**Problem to work on:**
Return every line in the entries below that contains the word "bell".

**Provided entries:**
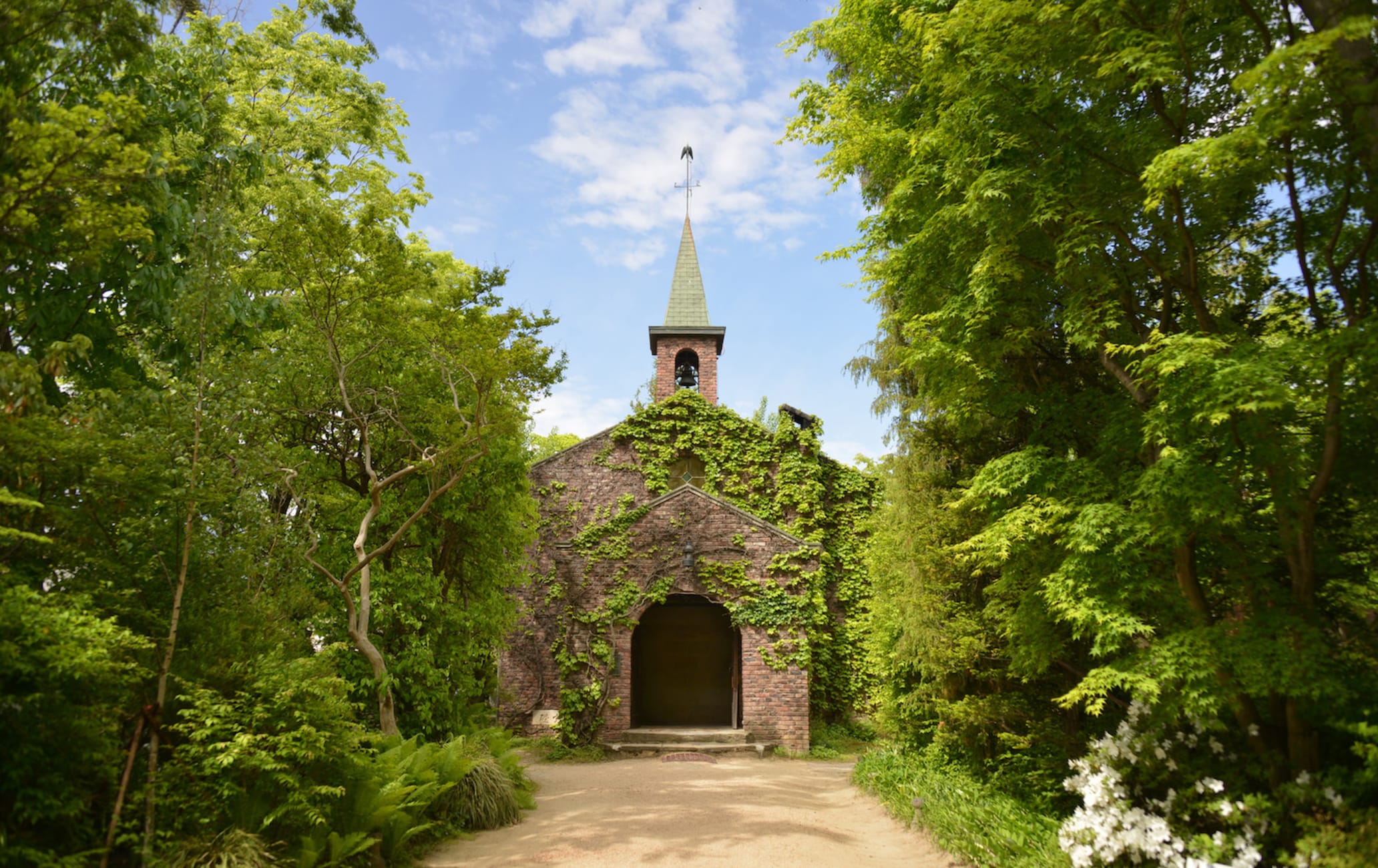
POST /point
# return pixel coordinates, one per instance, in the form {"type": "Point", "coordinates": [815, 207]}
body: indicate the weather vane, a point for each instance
{"type": "Point", "coordinates": [688, 186]}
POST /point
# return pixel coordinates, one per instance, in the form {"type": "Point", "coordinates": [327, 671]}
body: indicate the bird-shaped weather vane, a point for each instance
{"type": "Point", "coordinates": [688, 186]}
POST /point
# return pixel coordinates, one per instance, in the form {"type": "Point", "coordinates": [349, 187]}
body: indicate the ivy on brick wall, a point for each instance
{"type": "Point", "coordinates": [815, 615]}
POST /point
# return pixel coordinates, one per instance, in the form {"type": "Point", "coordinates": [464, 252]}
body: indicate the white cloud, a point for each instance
{"type": "Point", "coordinates": [648, 77]}
{"type": "Point", "coordinates": [632, 255]}
{"type": "Point", "coordinates": [463, 32]}
{"type": "Point", "coordinates": [445, 236]}
{"type": "Point", "coordinates": [573, 411]}
{"type": "Point", "coordinates": [847, 451]}
{"type": "Point", "coordinates": [455, 137]}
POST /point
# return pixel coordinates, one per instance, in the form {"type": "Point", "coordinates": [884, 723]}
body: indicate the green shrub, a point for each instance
{"type": "Point", "coordinates": [963, 815]}
{"type": "Point", "coordinates": [553, 750]}
{"type": "Point", "coordinates": [843, 739]}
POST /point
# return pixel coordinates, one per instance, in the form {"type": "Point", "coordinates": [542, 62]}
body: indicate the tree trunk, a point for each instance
{"type": "Point", "coordinates": [386, 712]}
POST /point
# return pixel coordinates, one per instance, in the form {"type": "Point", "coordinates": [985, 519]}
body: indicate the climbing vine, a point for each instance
{"type": "Point", "coordinates": [811, 611]}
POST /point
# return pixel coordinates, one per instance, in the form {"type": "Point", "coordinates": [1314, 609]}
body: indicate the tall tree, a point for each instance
{"type": "Point", "coordinates": [1124, 261]}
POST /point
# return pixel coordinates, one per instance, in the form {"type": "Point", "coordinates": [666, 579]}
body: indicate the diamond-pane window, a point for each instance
{"type": "Point", "coordinates": [686, 470]}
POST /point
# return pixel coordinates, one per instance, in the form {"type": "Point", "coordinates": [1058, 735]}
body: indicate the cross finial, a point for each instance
{"type": "Point", "coordinates": [688, 186]}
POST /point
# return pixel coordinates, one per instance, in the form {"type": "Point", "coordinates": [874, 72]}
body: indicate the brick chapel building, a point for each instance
{"type": "Point", "coordinates": [682, 575]}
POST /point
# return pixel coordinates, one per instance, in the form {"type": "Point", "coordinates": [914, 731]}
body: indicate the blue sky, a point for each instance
{"type": "Point", "coordinates": [549, 134]}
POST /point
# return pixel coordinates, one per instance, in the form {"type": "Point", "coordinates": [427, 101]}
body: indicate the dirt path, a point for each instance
{"type": "Point", "coordinates": [743, 812]}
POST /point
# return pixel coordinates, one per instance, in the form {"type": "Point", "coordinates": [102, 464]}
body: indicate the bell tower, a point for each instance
{"type": "Point", "coordinates": [686, 348]}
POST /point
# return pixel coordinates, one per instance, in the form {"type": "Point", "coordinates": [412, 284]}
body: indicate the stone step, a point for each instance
{"type": "Point", "coordinates": [660, 748]}
{"type": "Point", "coordinates": [685, 734]}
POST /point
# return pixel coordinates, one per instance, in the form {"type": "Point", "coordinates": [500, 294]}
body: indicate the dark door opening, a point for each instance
{"type": "Point", "coordinates": [685, 664]}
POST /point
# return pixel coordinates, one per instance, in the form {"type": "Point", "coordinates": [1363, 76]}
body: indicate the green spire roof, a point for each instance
{"type": "Point", "coordinates": [688, 306]}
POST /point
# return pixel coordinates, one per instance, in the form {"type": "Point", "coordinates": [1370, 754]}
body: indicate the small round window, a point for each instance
{"type": "Point", "coordinates": [686, 471]}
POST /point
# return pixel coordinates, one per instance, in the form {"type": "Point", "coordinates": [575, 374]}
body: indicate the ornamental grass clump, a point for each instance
{"type": "Point", "coordinates": [485, 798]}
{"type": "Point", "coordinates": [965, 816]}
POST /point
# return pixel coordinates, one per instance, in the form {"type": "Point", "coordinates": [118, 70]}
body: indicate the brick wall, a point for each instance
{"type": "Point", "coordinates": [569, 487]}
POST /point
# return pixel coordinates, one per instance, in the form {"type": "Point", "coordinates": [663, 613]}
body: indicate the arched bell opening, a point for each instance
{"type": "Point", "coordinates": [685, 664]}
{"type": "Point", "coordinates": [686, 370]}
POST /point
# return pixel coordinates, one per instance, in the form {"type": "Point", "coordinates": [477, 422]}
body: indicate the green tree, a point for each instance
{"type": "Point", "coordinates": [1122, 261]}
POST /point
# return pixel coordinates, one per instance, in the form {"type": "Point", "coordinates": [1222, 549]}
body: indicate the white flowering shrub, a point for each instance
{"type": "Point", "coordinates": [1147, 801]}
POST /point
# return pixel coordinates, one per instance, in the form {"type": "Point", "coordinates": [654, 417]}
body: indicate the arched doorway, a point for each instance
{"type": "Point", "coordinates": [685, 664]}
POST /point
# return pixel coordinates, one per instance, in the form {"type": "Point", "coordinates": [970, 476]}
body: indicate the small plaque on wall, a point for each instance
{"type": "Point", "coordinates": [545, 717]}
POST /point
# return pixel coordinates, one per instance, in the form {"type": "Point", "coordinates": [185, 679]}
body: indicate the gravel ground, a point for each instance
{"type": "Point", "coordinates": [743, 812]}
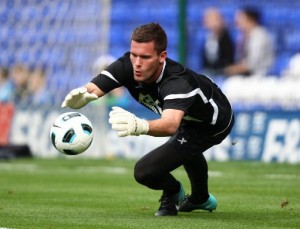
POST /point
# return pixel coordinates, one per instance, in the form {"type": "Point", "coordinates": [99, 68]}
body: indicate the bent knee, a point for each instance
{"type": "Point", "coordinates": [141, 174]}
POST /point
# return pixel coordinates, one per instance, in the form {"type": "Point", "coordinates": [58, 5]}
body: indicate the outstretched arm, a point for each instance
{"type": "Point", "coordinates": [127, 123]}
{"type": "Point", "coordinates": [79, 97]}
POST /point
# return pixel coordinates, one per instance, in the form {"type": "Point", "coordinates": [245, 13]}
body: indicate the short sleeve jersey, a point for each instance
{"type": "Point", "coordinates": [178, 88]}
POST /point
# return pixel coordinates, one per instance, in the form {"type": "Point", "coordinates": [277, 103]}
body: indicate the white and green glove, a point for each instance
{"type": "Point", "coordinates": [127, 123]}
{"type": "Point", "coordinates": [78, 98]}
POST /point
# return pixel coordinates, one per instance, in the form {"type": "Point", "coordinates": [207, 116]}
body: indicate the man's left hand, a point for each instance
{"type": "Point", "coordinates": [127, 123]}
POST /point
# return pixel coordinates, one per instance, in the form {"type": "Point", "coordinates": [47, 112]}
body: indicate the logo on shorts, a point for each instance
{"type": "Point", "coordinates": [182, 140]}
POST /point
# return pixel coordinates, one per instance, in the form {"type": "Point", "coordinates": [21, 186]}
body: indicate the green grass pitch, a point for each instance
{"type": "Point", "coordinates": [89, 193]}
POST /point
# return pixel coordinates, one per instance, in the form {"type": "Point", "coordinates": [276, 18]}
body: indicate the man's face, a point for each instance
{"type": "Point", "coordinates": [147, 64]}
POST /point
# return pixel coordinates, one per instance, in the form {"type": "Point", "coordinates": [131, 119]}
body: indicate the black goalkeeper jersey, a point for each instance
{"type": "Point", "coordinates": [178, 88]}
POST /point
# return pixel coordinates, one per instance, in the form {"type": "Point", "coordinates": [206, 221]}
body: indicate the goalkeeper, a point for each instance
{"type": "Point", "coordinates": [194, 112]}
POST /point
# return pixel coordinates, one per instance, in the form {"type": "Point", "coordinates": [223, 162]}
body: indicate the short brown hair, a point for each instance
{"type": "Point", "coordinates": [151, 32]}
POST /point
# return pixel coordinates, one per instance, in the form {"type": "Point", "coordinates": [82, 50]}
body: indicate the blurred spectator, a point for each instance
{"type": "Point", "coordinates": [19, 77]}
{"type": "Point", "coordinates": [293, 68]}
{"type": "Point", "coordinates": [255, 50]}
{"type": "Point", "coordinates": [38, 95]}
{"type": "Point", "coordinates": [218, 50]}
{"type": "Point", "coordinates": [6, 87]}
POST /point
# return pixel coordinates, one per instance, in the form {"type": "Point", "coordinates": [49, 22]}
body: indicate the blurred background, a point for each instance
{"type": "Point", "coordinates": [48, 48]}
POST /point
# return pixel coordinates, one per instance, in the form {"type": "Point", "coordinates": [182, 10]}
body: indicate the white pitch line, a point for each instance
{"type": "Point", "coordinates": [282, 176]}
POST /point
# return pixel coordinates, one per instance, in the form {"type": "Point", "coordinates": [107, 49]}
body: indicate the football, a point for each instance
{"type": "Point", "coordinates": [71, 133]}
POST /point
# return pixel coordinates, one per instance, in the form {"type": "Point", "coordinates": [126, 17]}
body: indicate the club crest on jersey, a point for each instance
{"type": "Point", "coordinates": [149, 102]}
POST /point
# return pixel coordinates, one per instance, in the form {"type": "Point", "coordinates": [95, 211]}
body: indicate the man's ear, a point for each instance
{"type": "Point", "coordinates": [162, 56]}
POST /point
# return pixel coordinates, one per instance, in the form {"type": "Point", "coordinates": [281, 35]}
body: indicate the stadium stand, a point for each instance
{"type": "Point", "coordinates": [67, 36]}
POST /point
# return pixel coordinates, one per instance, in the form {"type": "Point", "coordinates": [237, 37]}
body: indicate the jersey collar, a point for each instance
{"type": "Point", "coordinates": [162, 73]}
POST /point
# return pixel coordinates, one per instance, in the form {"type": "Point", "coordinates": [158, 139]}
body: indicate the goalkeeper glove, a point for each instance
{"type": "Point", "coordinates": [78, 98]}
{"type": "Point", "coordinates": [127, 123]}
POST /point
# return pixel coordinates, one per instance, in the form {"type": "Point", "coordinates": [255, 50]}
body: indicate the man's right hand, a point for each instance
{"type": "Point", "coordinates": [78, 98]}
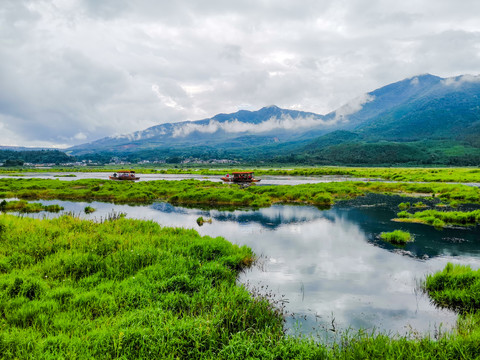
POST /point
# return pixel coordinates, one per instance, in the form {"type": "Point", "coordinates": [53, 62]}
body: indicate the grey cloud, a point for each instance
{"type": "Point", "coordinates": [81, 70]}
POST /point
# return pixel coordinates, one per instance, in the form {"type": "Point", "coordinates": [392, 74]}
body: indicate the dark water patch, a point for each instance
{"type": "Point", "coordinates": [328, 268]}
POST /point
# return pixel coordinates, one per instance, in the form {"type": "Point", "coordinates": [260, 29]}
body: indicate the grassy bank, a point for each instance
{"type": "Point", "coordinates": [396, 237]}
{"type": "Point", "coordinates": [441, 219]}
{"type": "Point", "coordinates": [387, 173]}
{"type": "Point", "coordinates": [196, 192]}
{"type": "Point", "coordinates": [127, 289]}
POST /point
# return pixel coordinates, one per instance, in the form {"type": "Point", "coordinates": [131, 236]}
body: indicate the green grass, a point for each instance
{"type": "Point", "coordinates": [89, 209]}
{"type": "Point", "coordinates": [194, 192]}
{"type": "Point", "coordinates": [397, 237]}
{"type": "Point", "coordinates": [129, 289]}
{"type": "Point", "coordinates": [457, 287]}
{"type": "Point", "coordinates": [23, 206]}
{"type": "Point", "coordinates": [444, 174]}
{"type": "Point", "coordinates": [441, 219]}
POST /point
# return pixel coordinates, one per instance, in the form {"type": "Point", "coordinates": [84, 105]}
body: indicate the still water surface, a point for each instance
{"type": "Point", "coordinates": [328, 266]}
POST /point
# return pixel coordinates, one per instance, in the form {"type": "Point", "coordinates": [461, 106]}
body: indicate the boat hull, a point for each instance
{"type": "Point", "coordinates": [225, 179]}
{"type": "Point", "coordinates": [124, 178]}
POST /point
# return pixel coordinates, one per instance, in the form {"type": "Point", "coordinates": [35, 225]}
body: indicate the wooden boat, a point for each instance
{"type": "Point", "coordinates": [124, 175]}
{"type": "Point", "coordinates": [240, 177]}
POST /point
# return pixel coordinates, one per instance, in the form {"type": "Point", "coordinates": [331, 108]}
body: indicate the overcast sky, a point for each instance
{"type": "Point", "coordinates": [73, 71]}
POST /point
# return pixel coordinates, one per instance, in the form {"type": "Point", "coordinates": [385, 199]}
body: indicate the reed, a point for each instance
{"type": "Point", "coordinates": [397, 237]}
{"type": "Point", "coordinates": [121, 288]}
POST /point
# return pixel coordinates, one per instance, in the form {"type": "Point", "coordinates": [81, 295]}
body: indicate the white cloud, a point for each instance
{"type": "Point", "coordinates": [83, 66]}
{"type": "Point", "coordinates": [460, 80]}
{"type": "Point", "coordinates": [286, 122]}
{"type": "Point", "coordinates": [352, 107]}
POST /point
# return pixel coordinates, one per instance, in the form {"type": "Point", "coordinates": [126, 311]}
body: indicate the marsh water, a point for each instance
{"type": "Point", "coordinates": [265, 180]}
{"type": "Point", "coordinates": [328, 268]}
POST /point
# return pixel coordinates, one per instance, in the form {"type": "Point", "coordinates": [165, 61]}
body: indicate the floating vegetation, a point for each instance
{"type": "Point", "coordinates": [66, 175]}
{"type": "Point", "coordinates": [201, 221]}
{"type": "Point", "coordinates": [89, 210]}
{"type": "Point", "coordinates": [195, 192]}
{"type": "Point", "coordinates": [71, 288]}
{"type": "Point", "coordinates": [397, 237]}
{"type": "Point", "coordinates": [440, 219]}
{"type": "Point", "coordinates": [23, 206]}
{"type": "Point", "coordinates": [404, 206]}
{"type": "Point", "coordinates": [456, 287]}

**Exercise response:**
body: indicate the bell tower, a point for each instance
body: indicate the arched bell opening, a point for each instance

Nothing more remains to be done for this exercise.